- YOUR GOAL -
Render the data below as a numbered list with one line per item, leaving out any blank lines.

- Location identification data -
"""
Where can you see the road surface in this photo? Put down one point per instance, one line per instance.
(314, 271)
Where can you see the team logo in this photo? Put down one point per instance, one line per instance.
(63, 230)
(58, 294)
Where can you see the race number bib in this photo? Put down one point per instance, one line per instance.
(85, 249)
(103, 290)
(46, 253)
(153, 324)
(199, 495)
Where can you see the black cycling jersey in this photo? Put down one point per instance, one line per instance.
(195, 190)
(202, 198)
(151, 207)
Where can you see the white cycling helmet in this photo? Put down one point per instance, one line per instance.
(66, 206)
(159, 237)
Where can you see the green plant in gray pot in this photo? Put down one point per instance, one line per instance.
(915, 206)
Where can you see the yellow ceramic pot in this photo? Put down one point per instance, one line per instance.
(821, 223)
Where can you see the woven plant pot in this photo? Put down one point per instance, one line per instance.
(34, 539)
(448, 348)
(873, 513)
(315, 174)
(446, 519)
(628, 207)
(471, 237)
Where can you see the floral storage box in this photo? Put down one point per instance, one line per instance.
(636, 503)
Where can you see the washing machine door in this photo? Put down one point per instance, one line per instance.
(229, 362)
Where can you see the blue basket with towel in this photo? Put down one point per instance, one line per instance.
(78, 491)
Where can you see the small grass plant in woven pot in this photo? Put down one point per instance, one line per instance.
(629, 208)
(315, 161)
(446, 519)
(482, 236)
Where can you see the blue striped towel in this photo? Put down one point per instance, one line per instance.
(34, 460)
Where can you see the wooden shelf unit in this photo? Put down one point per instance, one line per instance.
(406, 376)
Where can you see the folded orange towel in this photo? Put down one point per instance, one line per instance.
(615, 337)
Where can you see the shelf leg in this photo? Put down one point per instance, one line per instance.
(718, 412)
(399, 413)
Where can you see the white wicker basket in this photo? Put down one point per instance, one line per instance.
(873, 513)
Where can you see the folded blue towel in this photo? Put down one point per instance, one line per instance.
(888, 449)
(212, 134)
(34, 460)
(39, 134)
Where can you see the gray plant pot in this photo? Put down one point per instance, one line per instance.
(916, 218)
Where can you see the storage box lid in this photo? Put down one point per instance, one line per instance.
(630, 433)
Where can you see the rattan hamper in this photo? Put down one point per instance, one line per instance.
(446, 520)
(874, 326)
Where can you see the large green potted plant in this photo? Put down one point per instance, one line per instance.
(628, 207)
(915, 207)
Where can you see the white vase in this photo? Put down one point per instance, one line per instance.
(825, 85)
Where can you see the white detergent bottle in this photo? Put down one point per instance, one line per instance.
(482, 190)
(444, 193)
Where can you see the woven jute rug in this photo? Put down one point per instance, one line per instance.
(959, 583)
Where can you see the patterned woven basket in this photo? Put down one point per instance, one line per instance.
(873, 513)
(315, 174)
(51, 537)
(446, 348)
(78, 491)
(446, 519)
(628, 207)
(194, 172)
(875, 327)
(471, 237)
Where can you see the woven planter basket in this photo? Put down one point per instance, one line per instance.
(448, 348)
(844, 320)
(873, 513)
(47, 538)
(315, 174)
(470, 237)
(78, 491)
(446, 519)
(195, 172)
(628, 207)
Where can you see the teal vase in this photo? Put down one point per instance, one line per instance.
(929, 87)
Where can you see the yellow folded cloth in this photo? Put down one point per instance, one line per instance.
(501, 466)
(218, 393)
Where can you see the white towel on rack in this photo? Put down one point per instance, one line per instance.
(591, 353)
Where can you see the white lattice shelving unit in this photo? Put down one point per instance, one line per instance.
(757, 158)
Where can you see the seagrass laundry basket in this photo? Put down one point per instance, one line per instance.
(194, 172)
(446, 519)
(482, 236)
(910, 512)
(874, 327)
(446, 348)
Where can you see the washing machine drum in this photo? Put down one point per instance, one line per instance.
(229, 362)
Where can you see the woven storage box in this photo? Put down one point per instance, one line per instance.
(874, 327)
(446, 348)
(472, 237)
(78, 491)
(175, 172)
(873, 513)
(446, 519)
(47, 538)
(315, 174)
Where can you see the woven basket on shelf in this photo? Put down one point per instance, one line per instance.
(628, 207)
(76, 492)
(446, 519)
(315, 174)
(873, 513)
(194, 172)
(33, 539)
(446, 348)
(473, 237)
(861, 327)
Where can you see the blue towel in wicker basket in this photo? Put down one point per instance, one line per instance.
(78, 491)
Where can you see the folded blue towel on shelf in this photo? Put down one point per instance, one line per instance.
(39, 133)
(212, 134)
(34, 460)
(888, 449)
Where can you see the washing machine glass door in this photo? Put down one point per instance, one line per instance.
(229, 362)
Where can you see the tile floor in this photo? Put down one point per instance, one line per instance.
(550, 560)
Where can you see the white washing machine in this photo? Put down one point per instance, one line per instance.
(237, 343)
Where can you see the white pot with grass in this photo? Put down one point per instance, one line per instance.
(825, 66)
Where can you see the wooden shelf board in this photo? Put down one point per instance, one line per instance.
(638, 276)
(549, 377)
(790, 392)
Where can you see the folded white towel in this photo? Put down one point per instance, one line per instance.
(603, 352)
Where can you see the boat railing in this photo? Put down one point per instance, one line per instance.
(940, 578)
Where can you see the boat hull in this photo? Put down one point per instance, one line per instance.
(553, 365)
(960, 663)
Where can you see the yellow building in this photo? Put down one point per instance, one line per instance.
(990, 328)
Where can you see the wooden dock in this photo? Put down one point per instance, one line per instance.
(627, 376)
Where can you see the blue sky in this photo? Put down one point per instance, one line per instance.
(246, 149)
"""
- TASK SOLUTION -
1. Where can you see the road surface in this photo? Put down one point per instance, one line per instance.
2. (314, 271)
3. Where can you see the team logo in this photo? Put down one point per instance, one line per instance.
4. (63, 230)
5. (58, 294)
6. Where can you see the race number bib in this photo? Put down one point per instance, one line per instance.
7. (85, 249)
8. (103, 290)
9. (46, 253)
10. (153, 324)
11. (199, 495)
12. Where can you see the black cycling jersey in this photo? Put down one point per instance, one line per instance.
13. (195, 190)
14. (202, 198)
15. (151, 207)
16. Where can you see the white cycling helmet in this photo? Put down one point per instance, one line per instance.
17. (66, 206)
18. (159, 237)
19. Where can you see the green plant in gray pot in this photo? Put down one point per instance, one line per instance.
20. (915, 206)
21. Where can you see the yellow ceramic pot in this photo? Put down one point per instance, one line per instance.
22. (821, 223)
23. Where can you see the woven plant pot in this photo? Put down one point per instance, one line per instance.
24. (34, 539)
25. (448, 348)
26. (873, 513)
27. (315, 174)
28. (446, 519)
29. (628, 207)
30. (471, 237)
31. Where can you see the floral storage box in this photo? Put down one point per instance, one line per instance.
32. (636, 503)
33. Where can you see the washing machine door in this photo? Put down one point per instance, one line per instance.
34. (229, 362)
35. Where can you see the blue basket with towel in this photo? Put down one point per instance, one line per instance.
36. (78, 491)
37. Where can you see the small grass plant in woven pot in this photo? Put down one point per instance, one line per instance.
38. (629, 208)
39. (315, 161)
40. (446, 519)
41. (482, 236)
42. Where can you see the blue striped towel in this photo? Put down one point per instance, one line per instance.
43. (34, 460)
44. Where can you see the wooden shelf unit in this photo? Put down one point per instance, one line per instance.
45. (406, 376)
46. Where can you see the folded orange towel in this photo? Put down one point per instance, one line per instance.
47. (615, 337)
48. Where can you see the shelf leg in this photo? Put down one point per instance, one line per instance.
49. (718, 412)
50. (399, 413)
51. Where can you see the white wicker basket in this photo? Put down one point per instance, one line per instance.
52. (873, 513)
53. Where can you see the folded blue towel in this photo? Put down one point per instance, one line per instance.
54. (888, 449)
55. (212, 134)
56. (34, 460)
57. (39, 134)
58. Where can you see the gray plant pot in this photo? Put down one point per instance, one line per instance.
59. (916, 218)
60. Where can you see the storage box lid in this photo? Put down one point per instance, one line per instance.
61. (630, 433)
62. Where can you see the rattan hamper in this photo? Put down one point per instance, one line per instance.
63. (446, 520)
64. (874, 326)
65. Where can you see the large green potted plant in this photo? Put down one point per instance, one line per instance.
66. (628, 207)
67. (915, 207)
68. Where can you see the white vase in this photo? Put down one point per instance, one line per instance.
69. (825, 85)
70. Where can you see the white detergent bottle in this photo? Put down one point per instance, one line per instance.
71. (482, 190)
72. (444, 193)
73. Where can you see the woven jute rug in this photo? Put down one point per instance, one line per instance.
74. (959, 583)
75. Where can you see the patterned woven basket in this photo? Put down one point per instance, one line per instance.
76. (873, 513)
77. (315, 174)
78. (51, 537)
79. (446, 348)
80. (78, 491)
81. (446, 519)
82. (628, 207)
83. (194, 172)
84. (875, 327)
85. (471, 237)
86. Where can you see the woven planter basket in this photo? Put down one point per instance, one line per instance.
87. (448, 348)
88. (844, 320)
89. (873, 513)
90. (47, 538)
91. (315, 174)
92. (470, 237)
93. (78, 491)
94. (446, 519)
95. (195, 172)
96. (628, 207)
97. Where can you see the teal vase in this photo? Put down one point per instance, one line per instance.
98. (929, 87)
99. Where can you see the yellow folded cloth in this photo? Put down one point per instance, one line per instance.
100. (501, 466)
101. (218, 393)
102. Where can you see the white towel on rack in this photo? Put down one point per instance, one line per instance.
103. (591, 353)
104. Where can you see the white lattice shelving unit in this photo? Put down one point per instance, one line per instance.
105. (757, 158)
106. Where can you see the seagrass laundry basket in this photo? Put down one point per instance, one line per instance.
107. (194, 172)
108. (446, 519)
109. (482, 236)
110. (910, 512)
111. (874, 327)
112. (446, 348)
113. Where can you see the washing machine drum in this photo? Put down one point per instance, one line per instance.
114. (229, 362)
115. Where can you see the woven storage box in this photo? Put down one point per instance, one line per instance.
116. (874, 327)
117. (446, 348)
118. (472, 237)
119. (78, 491)
120. (175, 172)
121. (873, 513)
122. (446, 519)
123. (47, 538)
124. (315, 174)
125. Where can you see the woven basket on shelf in this photo? Put down one point per instance, one line per instance.
126. (628, 207)
127. (76, 492)
128. (446, 519)
129. (315, 174)
130. (873, 513)
131. (194, 172)
132. (33, 539)
133. (446, 348)
134. (473, 237)
135. (861, 327)
136. Where can you see the blue towel in wicker basket in this photo? Put down one point per instance, one line per instance.
137. (78, 491)
138. Where can you see the folded blue towel on shelf in this photo? Put down one point per instance, one line per instance.
139. (39, 133)
140. (212, 134)
141. (34, 460)
142. (888, 449)
143. Where can you see the washing machine glass door in this photo? Put down one point per instance, one line per instance.
144. (229, 362)
145. Where can you see the tile floor in this photo? Put down one point per instance, one line per instance.
146. (550, 560)
147. Where can you see the white washing machine in this photo? Put down one point per instance, one line per instance.
148. (237, 343)
149. Where can you see the white pot with grass in this photo? Put down one point per instance, one line per instance.
150. (825, 66)
151. Where can you see the wooden shelf board in this photo? Put down one point per instance, one line per instance.
152. (638, 276)
153. (549, 377)
154. (790, 392)
155. Where can you see the folded white towel in this photo? Put down one point per instance, one line per instance.
156. (603, 352)
157. Where can you see the boat railing in this photo? Put down one point per instance, one line per instance.
158. (940, 578)
159. Where can you see the boat hull in this photo? Put down one point per instance, one line per instance.
160. (553, 365)
161. (960, 663)
162. Where can you see the yellow building in this photo? Put down one point per instance, one line per instance.
163. (990, 328)
164. Where can you see the wooden dock in this photo? Put down one point per instance, one line per instance.
165. (627, 376)
166. Where can you see the blue sky in this photo? Put down one point per instance, one line per instance.
167. (246, 149)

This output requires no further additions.